»»
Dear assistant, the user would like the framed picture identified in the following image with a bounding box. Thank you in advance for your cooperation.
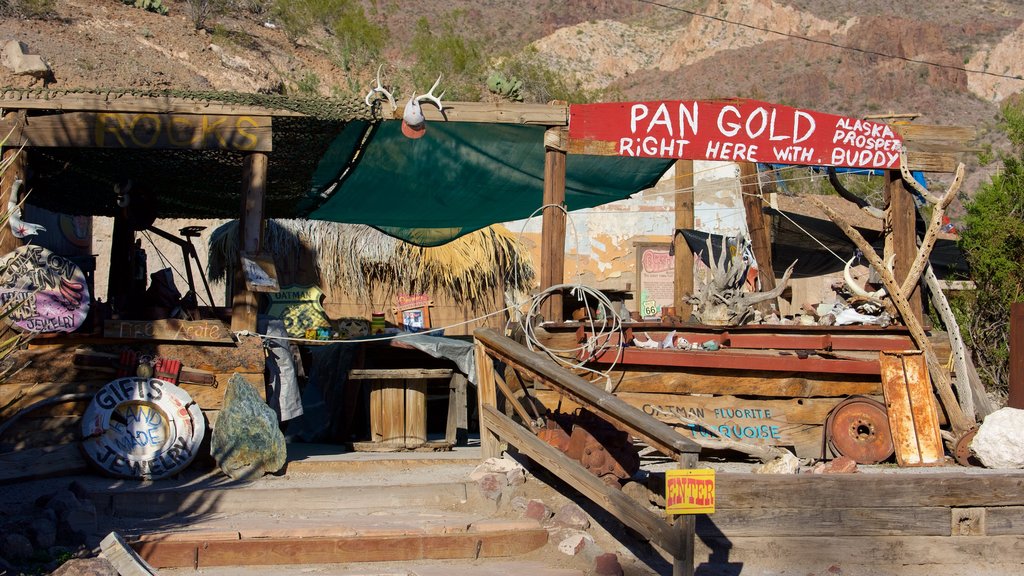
[394,296,433,332]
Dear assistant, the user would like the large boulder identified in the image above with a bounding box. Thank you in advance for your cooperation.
[210,374,288,480]
[971,408,1024,468]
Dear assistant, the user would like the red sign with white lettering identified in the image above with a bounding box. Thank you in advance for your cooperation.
[569,99,903,169]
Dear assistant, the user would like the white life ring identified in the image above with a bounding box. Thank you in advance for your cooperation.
[82,377,206,480]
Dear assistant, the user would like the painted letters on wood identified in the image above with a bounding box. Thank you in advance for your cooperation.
[568,98,903,169]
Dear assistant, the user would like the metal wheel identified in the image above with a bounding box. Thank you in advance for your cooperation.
[825,396,894,464]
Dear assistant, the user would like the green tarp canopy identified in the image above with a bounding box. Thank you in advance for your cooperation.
[18,89,673,246]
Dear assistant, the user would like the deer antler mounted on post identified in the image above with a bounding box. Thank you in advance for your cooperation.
[401,76,444,138]
[688,231,797,326]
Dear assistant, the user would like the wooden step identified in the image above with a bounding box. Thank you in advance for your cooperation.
[90,482,469,519]
[137,524,548,569]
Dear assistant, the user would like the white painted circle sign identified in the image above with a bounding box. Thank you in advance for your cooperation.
[82,377,206,480]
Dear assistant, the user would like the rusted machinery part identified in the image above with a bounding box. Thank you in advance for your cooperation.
[953,428,978,466]
[824,396,895,464]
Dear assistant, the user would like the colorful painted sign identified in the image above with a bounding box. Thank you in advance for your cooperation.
[568,98,903,169]
[665,468,716,515]
[266,286,331,338]
[0,245,89,333]
[82,378,206,480]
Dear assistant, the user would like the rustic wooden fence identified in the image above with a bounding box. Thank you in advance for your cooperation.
[473,328,700,576]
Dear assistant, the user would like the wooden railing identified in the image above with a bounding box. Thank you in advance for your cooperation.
[473,328,700,576]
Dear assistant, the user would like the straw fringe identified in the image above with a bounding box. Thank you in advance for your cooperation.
[208,219,535,305]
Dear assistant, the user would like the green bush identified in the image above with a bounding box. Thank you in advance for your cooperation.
[955,100,1024,392]
[0,0,56,18]
[121,0,167,16]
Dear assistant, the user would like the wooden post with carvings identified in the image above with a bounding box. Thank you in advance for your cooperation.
[231,152,267,332]
[541,128,566,322]
[886,170,925,324]
[739,162,775,293]
[0,112,26,255]
[671,160,695,320]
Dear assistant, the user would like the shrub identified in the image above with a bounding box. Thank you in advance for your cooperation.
[955,100,1024,392]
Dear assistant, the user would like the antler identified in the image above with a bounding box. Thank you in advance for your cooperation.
[364,65,398,112]
[414,75,444,111]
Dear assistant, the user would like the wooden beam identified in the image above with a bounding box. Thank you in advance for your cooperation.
[480,406,684,557]
[671,160,696,320]
[0,112,29,254]
[0,112,272,152]
[231,152,267,332]
[541,128,565,322]
[892,170,924,323]
[0,90,568,126]
[473,328,700,456]
[739,162,775,295]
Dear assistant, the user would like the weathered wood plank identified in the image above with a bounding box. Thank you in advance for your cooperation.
[696,531,1024,575]
[133,528,548,568]
[697,506,950,538]
[985,506,1024,536]
[480,406,683,557]
[0,112,273,152]
[611,368,882,398]
[716,472,1024,509]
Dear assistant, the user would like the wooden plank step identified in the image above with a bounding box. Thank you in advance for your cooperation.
[132,527,548,569]
[90,482,469,518]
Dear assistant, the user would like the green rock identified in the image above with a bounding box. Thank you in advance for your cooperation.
[210,374,288,480]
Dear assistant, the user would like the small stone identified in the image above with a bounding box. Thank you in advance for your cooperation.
[594,552,623,576]
[509,496,529,512]
[0,532,33,562]
[971,408,1024,469]
[811,456,857,474]
[558,532,594,556]
[552,502,590,530]
[754,451,800,474]
[523,500,552,523]
[476,474,505,502]
[210,374,288,480]
[29,518,57,548]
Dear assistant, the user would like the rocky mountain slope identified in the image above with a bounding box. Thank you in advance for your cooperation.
[0,0,1024,170]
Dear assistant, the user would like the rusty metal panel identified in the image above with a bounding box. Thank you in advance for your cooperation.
[879,351,944,466]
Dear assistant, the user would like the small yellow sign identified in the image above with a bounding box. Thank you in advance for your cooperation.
[665,468,715,515]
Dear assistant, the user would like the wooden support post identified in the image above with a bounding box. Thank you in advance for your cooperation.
[0,112,26,255]
[672,453,697,576]
[475,342,501,460]
[541,128,566,322]
[739,162,775,293]
[1007,302,1024,409]
[880,170,925,325]
[231,152,267,332]
[672,160,695,320]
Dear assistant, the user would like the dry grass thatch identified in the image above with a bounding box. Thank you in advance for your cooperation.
[208,219,535,304]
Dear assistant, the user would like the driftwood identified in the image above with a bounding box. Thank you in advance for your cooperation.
[809,197,976,437]
[687,237,797,326]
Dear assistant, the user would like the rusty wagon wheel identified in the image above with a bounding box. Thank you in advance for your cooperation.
[825,396,895,464]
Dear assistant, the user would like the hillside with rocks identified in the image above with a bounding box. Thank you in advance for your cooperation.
[0,0,1024,174]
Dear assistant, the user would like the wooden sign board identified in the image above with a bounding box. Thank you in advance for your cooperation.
[0,112,273,152]
[665,468,717,515]
[879,351,945,466]
[568,98,903,169]
[103,319,234,343]
[0,244,91,333]
[634,242,676,318]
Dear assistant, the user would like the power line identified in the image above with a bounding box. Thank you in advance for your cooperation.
[636,0,1024,80]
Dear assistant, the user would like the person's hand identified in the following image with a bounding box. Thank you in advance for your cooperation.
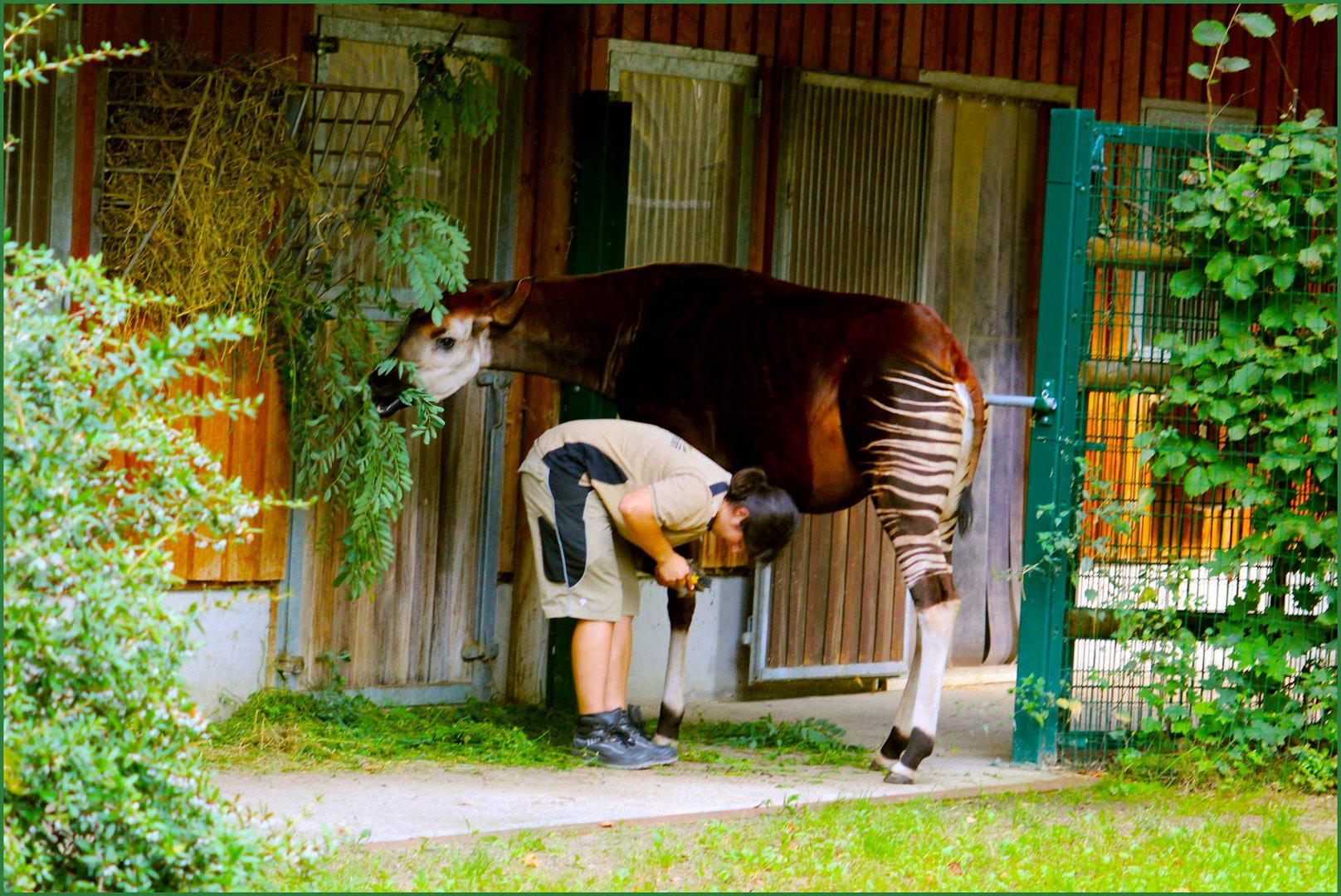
[657,554,693,587]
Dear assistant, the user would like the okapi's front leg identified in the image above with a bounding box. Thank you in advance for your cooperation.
[651,587,697,743]
[871,576,958,783]
[854,359,980,783]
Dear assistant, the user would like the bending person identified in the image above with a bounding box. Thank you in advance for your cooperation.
[520,420,801,768]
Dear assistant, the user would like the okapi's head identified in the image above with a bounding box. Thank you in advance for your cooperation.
[368,278,531,417]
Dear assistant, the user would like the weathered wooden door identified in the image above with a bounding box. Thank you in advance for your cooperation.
[751,72,1038,680]
[921,93,1047,665]
[277,7,519,703]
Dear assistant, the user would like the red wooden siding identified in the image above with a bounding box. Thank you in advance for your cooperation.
««
## [Directions for this task]
Copy every line from the line with "Dear assistant, the user would like the white painted" to the line with "[208,219,535,305]", adding -21 to each bounding box coordinate.

## [Finished answer]
Dear assistant, the user would like the white painted circle sign identified in the image above with a bounding box. Thank you in advance for your cooperation.
[61,356,185,459]
Dear assistant, the user would like the rusted machinery part identified in the image above with a bounding box. Thank you in advance for your cooperation.
[932,407,957,445]
[803,375,874,443]
Dear assistant, the user would like the colorful painted sign identified in the image above with a bounding box. Thank you in advance for your cooperation.
[547,77,882,148]
[644,447,695,494]
[245,265,310,317]
[-21,224,68,312]
[61,357,185,459]
Dear assistant, the user would like the rustic wooden fence identified in the image above with a bounding box. Thank you in advance for your cooperation.
[452,307,679,555]
Dear assistant, the user would like the wooden railing identified in the image above with a bounding box. Thank you in advance for your cooperation.
[452,307,679,555]
Dear assistant, the user would like the straw fringe identified in the image above with a bounding box. Thank you in advance for your cooperation.
[187,198,514,284]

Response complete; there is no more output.